INPUT DATA:
▬▬▬▬▬▬▬▬▬▬

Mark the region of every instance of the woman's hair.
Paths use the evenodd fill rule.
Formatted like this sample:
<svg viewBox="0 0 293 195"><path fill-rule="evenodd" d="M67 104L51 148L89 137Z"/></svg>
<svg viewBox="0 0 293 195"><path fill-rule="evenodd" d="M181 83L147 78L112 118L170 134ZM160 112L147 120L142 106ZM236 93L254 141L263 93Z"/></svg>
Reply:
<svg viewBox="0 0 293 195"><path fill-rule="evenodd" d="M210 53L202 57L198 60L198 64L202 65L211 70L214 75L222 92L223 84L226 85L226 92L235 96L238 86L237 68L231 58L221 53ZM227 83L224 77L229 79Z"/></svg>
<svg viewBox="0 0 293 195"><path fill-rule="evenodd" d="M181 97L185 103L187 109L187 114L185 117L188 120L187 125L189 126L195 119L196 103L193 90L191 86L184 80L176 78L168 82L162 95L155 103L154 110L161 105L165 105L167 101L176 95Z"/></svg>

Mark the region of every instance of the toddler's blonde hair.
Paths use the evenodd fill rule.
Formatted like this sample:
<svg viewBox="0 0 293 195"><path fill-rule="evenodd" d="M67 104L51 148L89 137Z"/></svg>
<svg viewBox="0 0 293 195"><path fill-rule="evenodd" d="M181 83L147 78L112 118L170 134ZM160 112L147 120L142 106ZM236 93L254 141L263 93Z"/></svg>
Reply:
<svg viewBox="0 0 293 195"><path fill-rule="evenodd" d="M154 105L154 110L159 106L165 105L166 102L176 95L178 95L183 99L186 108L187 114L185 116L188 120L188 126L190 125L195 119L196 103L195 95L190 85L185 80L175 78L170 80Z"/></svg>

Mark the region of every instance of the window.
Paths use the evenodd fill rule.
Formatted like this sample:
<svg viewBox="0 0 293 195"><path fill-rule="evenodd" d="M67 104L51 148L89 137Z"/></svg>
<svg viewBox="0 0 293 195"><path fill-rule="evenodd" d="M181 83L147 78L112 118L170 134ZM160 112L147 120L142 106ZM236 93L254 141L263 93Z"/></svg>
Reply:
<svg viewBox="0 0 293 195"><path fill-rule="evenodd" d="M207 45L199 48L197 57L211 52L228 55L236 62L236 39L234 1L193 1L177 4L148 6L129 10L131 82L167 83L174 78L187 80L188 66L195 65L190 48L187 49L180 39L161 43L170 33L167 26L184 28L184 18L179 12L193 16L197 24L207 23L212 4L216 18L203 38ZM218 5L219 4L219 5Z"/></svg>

▬▬▬▬▬▬▬▬▬▬

EXERCISE DETAILS: Restate each of the entries above verbatim.

EXERCISE RESULT:
Mark the region of every instance of the woman's hair.
Paths use the evenodd fill rule.
Formatted like this sample:
<svg viewBox="0 0 293 195"><path fill-rule="evenodd" d="M67 104L51 148L89 137Z"/></svg>
<svg viewBox="0 0 293 195"><path fill-rule="evenodd" d="M181 83L147 78L112 118L170 134ZM160 112L147 120L142 106ZM236 93L254 141L263 93Z"/></svg>
Reply:
<svg viewBox="0 0 293 195"><path fill-rule="evenodd" d="M210 53L202 57L198 60L198 64L202 65L211 70L214 75L222 92L223 84L226 85L226 92L235 96L238 86L237 68L231 58L221 53ZM227 83L224 77L229 79Z"/></svg>
<svg viewBox="0 0 293 195"><path fill-rule="evenodd" d="M181 97L185 103L187 109L187 114L185 117L188 120L187 125L189 126L195 119L196 103L193 90L191 86L184 80L176 78L168 82L162 95L155 103L154 110L161 105L165 105L167 101L176 95Z"/></svg>

Mark the region of every instance of the toddler's blonde hair.
Paths use the evenodd fill rule.
Formatted like this sample:
<svg viewBox="0 0 293 195"><path fill-rule="evenodd" d="M67 104L51 148L89 137Z"/></svg>
<svg viewBox="0 0 293 195"><path fill-rule="evenodd" d="M181 83L147 78L112 118L170 134ZM160 112L147 120L142 106ZM236 93L254 141L263 93Z"/></svg>
Reply:
<svg viewBox="0 0 293 195"><path fill-rule="evenodd" d="M154 105L154 110L159 106L165 105L166 102L176 95L178 95L183 99L186 108L187 114L185 116L188 120L188 126L190 125L195 119L196 103L195 95L190 85L185 80L175 78L170 80Z"/></svg>

Mark the region of every instance of the window.
Paths use the evenodd fill rule.
Formatted like this sample:
<svg viewBox="0 0 293 195"><path fill-rule="evenodd" d="M67 104L51 148L89 137Z"/></svg>
<svg viewBox="0 0 293 195"><path fill-rule="evenodd" d="M181 83L147 78L112 118L170 134ZM160 112L147 120L142 106ZM236 93L254 141L263 93Z"/></svg>
Reply:
<svg viewBox="0 0 293 195"><path fill-rule="evenodd" d="M207 45L199 48L197 57L211 52L228 55L236 62L236 39L234 1L193 1L177 4L148 6L129 10L131 82L167 83L174 78L187 80L188 66L195 65L190 48L187 49L180 39L161 43L170 33L167 26L184 28L184 18L179 12L193 16L197 24L207 23L212 4L216 18L203 38ZM218 5L219 4L219 5Z"/></svg>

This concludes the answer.